■ Your instructions: Set down all of the records exactly.

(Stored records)
──────────────────────────────

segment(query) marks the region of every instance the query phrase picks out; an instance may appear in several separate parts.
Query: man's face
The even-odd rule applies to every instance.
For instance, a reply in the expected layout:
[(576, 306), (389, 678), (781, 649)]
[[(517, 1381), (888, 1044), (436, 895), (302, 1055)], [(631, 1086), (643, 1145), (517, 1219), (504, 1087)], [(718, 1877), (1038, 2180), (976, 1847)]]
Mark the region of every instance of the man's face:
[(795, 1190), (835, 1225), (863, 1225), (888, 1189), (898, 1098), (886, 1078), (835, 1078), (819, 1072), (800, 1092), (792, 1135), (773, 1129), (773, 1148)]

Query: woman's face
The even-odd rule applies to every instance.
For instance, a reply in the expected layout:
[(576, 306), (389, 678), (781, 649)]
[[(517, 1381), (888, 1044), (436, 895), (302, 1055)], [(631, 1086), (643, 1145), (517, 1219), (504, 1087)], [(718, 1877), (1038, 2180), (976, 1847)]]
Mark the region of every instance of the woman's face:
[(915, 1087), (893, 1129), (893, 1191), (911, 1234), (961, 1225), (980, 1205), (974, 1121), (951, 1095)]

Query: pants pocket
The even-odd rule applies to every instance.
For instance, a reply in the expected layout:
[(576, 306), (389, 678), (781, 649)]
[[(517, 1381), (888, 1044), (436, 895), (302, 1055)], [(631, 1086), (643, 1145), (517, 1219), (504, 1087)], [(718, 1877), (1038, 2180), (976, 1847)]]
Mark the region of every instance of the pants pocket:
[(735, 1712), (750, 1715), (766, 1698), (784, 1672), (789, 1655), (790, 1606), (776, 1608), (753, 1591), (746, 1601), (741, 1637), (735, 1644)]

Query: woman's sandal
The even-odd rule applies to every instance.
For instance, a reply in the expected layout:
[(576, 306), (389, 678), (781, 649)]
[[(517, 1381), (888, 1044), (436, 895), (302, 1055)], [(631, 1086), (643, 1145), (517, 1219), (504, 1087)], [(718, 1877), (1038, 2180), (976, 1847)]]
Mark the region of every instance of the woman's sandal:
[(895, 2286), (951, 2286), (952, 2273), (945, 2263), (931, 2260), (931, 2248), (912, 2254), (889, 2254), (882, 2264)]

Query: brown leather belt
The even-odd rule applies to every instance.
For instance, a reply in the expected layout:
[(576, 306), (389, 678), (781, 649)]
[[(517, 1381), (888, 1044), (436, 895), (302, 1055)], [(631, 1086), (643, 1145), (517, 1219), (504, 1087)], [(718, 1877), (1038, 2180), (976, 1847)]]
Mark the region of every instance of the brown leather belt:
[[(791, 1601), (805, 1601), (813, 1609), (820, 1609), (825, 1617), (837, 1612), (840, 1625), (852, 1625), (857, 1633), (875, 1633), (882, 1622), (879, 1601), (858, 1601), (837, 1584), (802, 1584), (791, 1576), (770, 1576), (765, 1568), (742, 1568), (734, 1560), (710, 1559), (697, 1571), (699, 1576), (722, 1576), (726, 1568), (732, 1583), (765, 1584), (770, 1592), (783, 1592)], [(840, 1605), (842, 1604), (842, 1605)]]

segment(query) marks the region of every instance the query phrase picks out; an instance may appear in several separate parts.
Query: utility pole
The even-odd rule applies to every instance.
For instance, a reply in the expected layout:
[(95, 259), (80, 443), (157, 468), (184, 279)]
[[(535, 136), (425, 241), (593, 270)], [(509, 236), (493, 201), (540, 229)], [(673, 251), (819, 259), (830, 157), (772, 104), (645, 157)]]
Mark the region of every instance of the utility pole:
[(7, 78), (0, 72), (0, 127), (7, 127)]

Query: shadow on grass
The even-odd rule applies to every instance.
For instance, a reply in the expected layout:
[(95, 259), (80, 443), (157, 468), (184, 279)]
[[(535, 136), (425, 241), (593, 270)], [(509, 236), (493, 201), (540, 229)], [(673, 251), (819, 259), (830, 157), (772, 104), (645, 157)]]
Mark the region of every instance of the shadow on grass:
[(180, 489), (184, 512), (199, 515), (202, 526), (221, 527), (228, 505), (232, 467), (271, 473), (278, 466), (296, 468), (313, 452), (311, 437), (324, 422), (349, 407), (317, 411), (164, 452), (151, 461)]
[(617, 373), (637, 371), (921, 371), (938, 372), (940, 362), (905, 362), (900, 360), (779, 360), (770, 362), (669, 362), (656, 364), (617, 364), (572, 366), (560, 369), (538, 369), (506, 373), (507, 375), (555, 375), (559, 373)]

──────────────────────────────

■ Response:
segment(query) marks the region of every instance the query phrase picks out; an instance may appear in several separate parts.
Query: man's face
The even-odd rule applies to every instance.
For instance, a reply in the expected layout:
[(576, 306), (389, 678), (781, 649)]
[[(517, 1381), (888, 1044), (436, 895), (302, 1055)], [(631, 1086), (643, 1145), (517, 1219), (504, 1087)], [(718, 1877), (1038, 2180), (976, 1847)]]
Mark the region of every instance of the man's face:
[(795, 1190), (835, 1225), (863, 1225), (888, 1189), (898, 1098), (886, 1078), (835, 1078), (819, 1072), (800, 1092), (792, 1135), (773, 1129), (773, 1148)]

Query: woman's face
The even-odd rule applies to every instance.
For instance, a reply in the expected layout:
[(576, 306), (389, 678), (781, 649)]
[[(517, 1381), (888, 1044), (436, 895), (302, 1055)], [(631, 1086), (643, 1145), (517, 1219), (504, 1087)], [(718, 1877), (1038, 2180), (976, 1847)]]
Mark the region of every instance of the woman's face:
[(915, 1087), (893, 1129), (893, 1191), (911, 1234), (961, 1225), (980, 1205), (974, 1121), (951, 1095)]

Query: pants pocket
The even-odd rule applies to every instance.
For instance, a reply in the expected layout:
[(576, 306), (389, 678), (781, 649)]
[[(517, 1381), (888, 1044), (436, 895), (302, 1055)], [(631, 1086), (643, 1145), (517, 1219), (504, 1087)], [(718, 1877), (1038, 2180), (976, 1847)]]
Mark the region of every instance of the pants pocket:
[(735, 1712), (750, 1715), (766, 1698), (784, 1672), (789, 1655), (790, 1606), (776, 1608), (753, 1591), (746, 1601), (741, 1637), (735, 1644)]

Query: woman's sandal
The even-odd rule applies to every instance.
For instance, a reply in the expected layout:
[(576, 306), (389, 678), (781, 649)]
[[(517, 1381), (888, 1044), (436, 895), (302, 1055)], [(631, 1086), (643, 1145), (517, 1219), (504, 1087)], [(718, 1877), (1038, 2180), (976, 1847)]]
Mark the region of every instance of the woman's sandal:
[(895, 2286), (951, 2286), (952, 2273), (945, 2263), (931, 2260), (931, 2248), (912, 2254), (889, 2254), (882, 2264)]

Query: brown leather belt
The even-odd rule applies to every instance.
For instance, a reply in the expected layout:
[(576, 306), (389, 678), (781, 649)]
[[(517, 1381), (888, 1044), (436, 895), (302, 1055)], [(631, 1086), (643, 1145), (517, 1219), (504, 1087)], [(718, 1877), (1038, 2180), (976, 1847)]]
Mark the region of every instance of the brown leather belt:
[[(791, 1601), (805, 1601), (813, 1609), (820, 1609), (825, 1617), (837, 1612), (840, 1625), (852, 1625), (857, 1633), (875, 1633), (882, 1622), (879, 1601), (858, 1601), (837, 1584), (802, 1584), (791, 1576), (770, 1576), (765, 1568), (742, 1568), (734, 1560), (710, 1559), (697, 1571), (699, 1576), (722, 1576), (726, 1568), (732, 1583), (765, 1584), (770, 1592), (783, 1592)], [(840, 1605), (842, 1604), (842, 1605)]]

segment(query) marks the region of every instance the query phrase picks out; an instance may appear in several separate parts.
Query: utility pole
The even-odd rule applies to every instance.
For instance, a reply in the expected layout:
[(95, 259), (80, 443), (157, 468), (184, 279)]
[[(535, 136), (425, 241), (593, 270)], [(509, 236), (493, 201), (540, 229)], [(673, 251), (819, 259), (830, 157), (772, 104), (645, 157)]]
Mark the region of every instance of the utility pole:
[(7, 78), (0, 72), (0, 127), (7, 127)]

Query: shadow on grass
The even-odd rule applies to every instance.
For instance, a reply in the expected layout:
[(95, 259), (80, 443), (157, 468), (184, 279)]
[[(535, 136), (425, 241), (593, 270)], [(509, 236), (493, 201), (540, 229)], [(673, 251), (819, 259), (830, 157), (772, 104), (645, 157)]]
Mark the region of every instance of the shadow on grass:
[(180, 489), (184, 512), (199, 515), (202, 526), (221, 527), (228, 505), (232, 467), (271, 473), (278, 466), (296, 468), (313, 452), (311, 437), (324, 422), (349, 407), (317, 411), (164, 452), (151, 461)]
[(617, 373), (637, 371), (921, 371), (938, 372), (940, 362), (905, 362), (900, 360), (779, 360), (770, 362), (669, 362), (656, 364), (617, 364), (572, 366), (560, 369), (538, 369), (506, 373), (507, 375), (555, 375), (559, 373)]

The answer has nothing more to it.